# MATERIAL FOR THE TASK
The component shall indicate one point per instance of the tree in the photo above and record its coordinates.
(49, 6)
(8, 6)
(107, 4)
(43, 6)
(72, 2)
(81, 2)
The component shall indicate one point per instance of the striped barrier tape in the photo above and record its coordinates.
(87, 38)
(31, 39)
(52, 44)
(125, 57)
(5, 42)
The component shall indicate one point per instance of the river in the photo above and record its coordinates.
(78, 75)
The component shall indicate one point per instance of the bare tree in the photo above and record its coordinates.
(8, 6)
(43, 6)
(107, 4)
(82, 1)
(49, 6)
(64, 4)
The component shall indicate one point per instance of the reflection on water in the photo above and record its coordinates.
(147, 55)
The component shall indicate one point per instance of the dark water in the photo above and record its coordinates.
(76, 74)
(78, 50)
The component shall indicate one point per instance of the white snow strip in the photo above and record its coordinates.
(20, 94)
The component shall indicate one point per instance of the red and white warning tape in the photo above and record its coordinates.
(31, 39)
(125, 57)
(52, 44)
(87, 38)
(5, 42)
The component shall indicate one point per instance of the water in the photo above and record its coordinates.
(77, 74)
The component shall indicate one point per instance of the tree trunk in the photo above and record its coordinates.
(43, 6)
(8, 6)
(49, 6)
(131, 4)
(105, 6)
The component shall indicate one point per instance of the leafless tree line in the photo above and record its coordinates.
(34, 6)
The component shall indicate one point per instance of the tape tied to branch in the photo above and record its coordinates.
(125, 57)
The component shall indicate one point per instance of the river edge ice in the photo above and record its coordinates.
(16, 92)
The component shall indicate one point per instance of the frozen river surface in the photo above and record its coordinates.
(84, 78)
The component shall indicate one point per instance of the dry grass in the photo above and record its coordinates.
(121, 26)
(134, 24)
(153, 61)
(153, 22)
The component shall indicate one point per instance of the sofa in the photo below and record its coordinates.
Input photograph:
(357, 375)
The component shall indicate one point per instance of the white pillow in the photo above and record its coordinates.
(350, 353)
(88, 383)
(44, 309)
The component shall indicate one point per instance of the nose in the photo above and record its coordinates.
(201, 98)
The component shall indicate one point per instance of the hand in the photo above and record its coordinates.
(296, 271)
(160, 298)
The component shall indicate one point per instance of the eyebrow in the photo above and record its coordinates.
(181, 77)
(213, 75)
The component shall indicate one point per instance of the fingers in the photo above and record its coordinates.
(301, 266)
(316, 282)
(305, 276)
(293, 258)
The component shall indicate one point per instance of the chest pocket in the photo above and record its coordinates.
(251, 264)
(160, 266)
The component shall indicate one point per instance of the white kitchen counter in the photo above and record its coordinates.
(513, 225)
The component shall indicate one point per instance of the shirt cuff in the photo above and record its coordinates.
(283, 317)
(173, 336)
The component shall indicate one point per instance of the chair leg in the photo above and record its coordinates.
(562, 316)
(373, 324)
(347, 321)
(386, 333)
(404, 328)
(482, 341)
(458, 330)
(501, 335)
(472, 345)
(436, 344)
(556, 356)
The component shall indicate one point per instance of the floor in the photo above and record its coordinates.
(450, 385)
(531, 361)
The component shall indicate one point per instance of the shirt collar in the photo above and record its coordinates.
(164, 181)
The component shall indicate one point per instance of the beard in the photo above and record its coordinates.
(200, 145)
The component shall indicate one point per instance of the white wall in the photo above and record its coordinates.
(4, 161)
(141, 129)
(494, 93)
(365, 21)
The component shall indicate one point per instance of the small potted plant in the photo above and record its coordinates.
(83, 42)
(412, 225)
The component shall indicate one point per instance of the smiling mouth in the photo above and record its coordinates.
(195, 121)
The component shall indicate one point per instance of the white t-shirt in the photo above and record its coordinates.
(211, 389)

# EXERCISE DESCRIPTION
Starting with the line that contains "The component shall indicate one point per instance of the nose", output every line through the end of the listing above, unchanged.

# SOLUTION TO THE EXERCISE
The component shall indicate one point per instance of the nose in the photo above and record its coordinates.
(201, 98)
The component shall indicate one point per instance of the hand in the photo above and record its coordinates.
(296, 271)
(160, 298)
The component shall indicate one point per instance of the eyebrow in the photo above and record its coordinates.
(181, 77)
(213, 75)
The component shall indicate one point per instance of the fingers in the photo above and record its coordinates.
(301, 266)
(316, 282)
(305, 276)
(293, 258)
The component shall indicate one point per instance of the chest pocket in the photo above and record its coordinates.
(251, 264)
(160, 266)
The component shall indicate one point per instance of the white kitchen counter in the photo above and record its coordinates.
(513, 225)
The component shall indicate one point per instance of the shirt cuff in the photo above and record its coordinates.
(283, 317)
(173, 336)
The component shall indicate one point per instance of the chair leg in the photo above and record its coordinates.
(562, 316)
(373, 324)
(347, 321)
(386, 333)
(404, 328)
(482, 341)
(458, 330)
(501, 335)
(472, 345)
(436, 344)
(556, 356)
The component shall indicate one point per instance of the floor in the photo above and record its coordinates.
(450, 385)
(531, 361)
The component shall indicate one point per instance of the shirt collar in the photo above and record its coordinates.
(164, 181)
The component shall indicate one point per instance of the beard in the photo above and record its coordinates.
(200, 145)
The component shall indicate one point per instance of the white wall in the photo above and record its coordinates.
(4, 161)
(141, 129)
(494, 93)
(365, 21)
The component shall indicate one point per instance of the small potted plant in the photo above and record its coordinates.
(83, 42)
(412, 225)
The component shall indicate one point per instance of the smiling mouth in the photo above and record its coordinates.
(195, 121)
The component shall indicate one point per instance of the white t-shirt in the photo above and record its coordinates.
(211, 389)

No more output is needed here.